- _Text segment_:
++++++++

In May 11,500 students took the entrance test for 60 places at Super 30, an applicant-to-place ratio of 192:1. By comparison, the IIT ratio was 36:1 this year.

Super 30, set up in 2002, achieved a hat trick this year with all its current 30 students qualifying for the IIT JEE for the third consecutive year, a feat which attracted media attention in Japan and China, countries where competition for top institutions is similarly cut-throat.

Given the size of the coaching industry in India and the demand, cram schools can hire the best teachers they can find often paying them three times the average college professor's salary.

"We get the best students and cannot afford to hire sub-standard teachers," said Senthil Kumar, national marketing head with a leading coaching institute.

Best faculty notwithstanding, coaching institutes have been blamed for the lack of imagination in students entering leading higher education institutions.

"Students, especially from the sciences, don't take school seriously once they enrol in a coaching centre. All their time is spent cramming formulas and question papers till they are experts in solving questions. The coaching culture has abolished the understanding and application of concepts," said Professor Rajeev Kumar of IIT Kharagpur.

The number of students who are not extremely bright but qualify has increasingly bothered the IITs over the years. According to MS Ananth, Director of IIT Madras, the institutions were "looking for students with raw intelligence and not those with a mind prepared by coaching class tutors".

"The coaching classes only help students in mastering (question paper) pattern-recognising skills. With this, you cannot get students with raw intelligence," Ananth said.

The government has little control over the private coaching industry. But Education Minister Kapil Sibal has made it clear that admission to professional colleges and universities needs to be streamlined to discourage a culture of cramming.

Sibal has also suggested a single national university entrance test for school leavers, on the lines of the scholastic assessment test in the US, to reduce the burden of sitting multiple tests.

++++++++

- _Given records_:

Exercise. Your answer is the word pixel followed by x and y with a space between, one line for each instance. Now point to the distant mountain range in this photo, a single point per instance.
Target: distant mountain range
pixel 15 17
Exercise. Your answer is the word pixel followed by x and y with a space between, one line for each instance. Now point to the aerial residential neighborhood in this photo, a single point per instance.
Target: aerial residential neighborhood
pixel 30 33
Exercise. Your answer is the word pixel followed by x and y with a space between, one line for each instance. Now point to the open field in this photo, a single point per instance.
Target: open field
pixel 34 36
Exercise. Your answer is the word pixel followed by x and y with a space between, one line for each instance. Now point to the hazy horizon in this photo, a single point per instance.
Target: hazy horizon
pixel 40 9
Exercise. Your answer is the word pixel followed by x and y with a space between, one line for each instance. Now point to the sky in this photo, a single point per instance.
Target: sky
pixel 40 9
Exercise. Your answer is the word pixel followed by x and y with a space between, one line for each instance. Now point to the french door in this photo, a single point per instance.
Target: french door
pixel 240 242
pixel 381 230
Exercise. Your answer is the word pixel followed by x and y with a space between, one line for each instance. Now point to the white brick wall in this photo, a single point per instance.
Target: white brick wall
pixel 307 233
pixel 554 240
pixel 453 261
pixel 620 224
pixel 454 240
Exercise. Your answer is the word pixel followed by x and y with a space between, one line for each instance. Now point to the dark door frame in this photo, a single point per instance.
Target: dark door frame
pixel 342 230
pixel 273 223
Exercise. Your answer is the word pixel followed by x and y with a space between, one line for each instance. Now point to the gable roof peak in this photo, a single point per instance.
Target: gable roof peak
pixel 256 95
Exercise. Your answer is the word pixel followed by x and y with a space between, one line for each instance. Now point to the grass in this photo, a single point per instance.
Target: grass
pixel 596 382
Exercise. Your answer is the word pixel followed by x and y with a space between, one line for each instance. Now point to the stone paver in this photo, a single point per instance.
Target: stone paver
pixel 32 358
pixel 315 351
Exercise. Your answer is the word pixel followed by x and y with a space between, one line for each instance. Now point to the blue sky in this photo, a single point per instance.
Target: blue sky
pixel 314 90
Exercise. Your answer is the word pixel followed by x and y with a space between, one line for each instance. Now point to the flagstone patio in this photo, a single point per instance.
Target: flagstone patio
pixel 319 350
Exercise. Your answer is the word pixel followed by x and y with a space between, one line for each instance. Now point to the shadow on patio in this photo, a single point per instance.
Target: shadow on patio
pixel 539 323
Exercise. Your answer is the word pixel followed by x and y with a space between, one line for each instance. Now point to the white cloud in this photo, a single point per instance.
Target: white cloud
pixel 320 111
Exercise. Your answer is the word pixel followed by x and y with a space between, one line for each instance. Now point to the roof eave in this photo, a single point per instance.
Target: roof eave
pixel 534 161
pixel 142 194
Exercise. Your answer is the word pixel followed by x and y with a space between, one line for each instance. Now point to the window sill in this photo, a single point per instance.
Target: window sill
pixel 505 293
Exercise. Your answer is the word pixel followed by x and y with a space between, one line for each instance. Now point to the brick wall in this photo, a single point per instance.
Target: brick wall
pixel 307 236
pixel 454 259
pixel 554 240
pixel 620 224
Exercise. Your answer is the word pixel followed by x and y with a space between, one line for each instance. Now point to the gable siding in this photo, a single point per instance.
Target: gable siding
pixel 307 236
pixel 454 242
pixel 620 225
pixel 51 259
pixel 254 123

++++++++

- _What the task asks_:
Reproduce the passage on India's coaching schools above, starting at "In May 11,500" and ending at "college professor's salary.".

- _Response to the task_:
In May 11,500 students took the entrance test for 60 places at Super 30, an applicant-to-place ratio of 192:1. By comparison, the IIT ratio was 36:1 this year.

Super 30, set up in 2002, achieved a hat trick this year with all its current 30 students qualifying for the IIT JEE for the third consecutive year, a feat which attracted media attention in Japan and China, countries where competition for top institutions is similarly cut-throat.

Given the size of the coaching industry in India and the demand, cram schools can hire the best teachers they can find often paying them three times the average college professor's salary.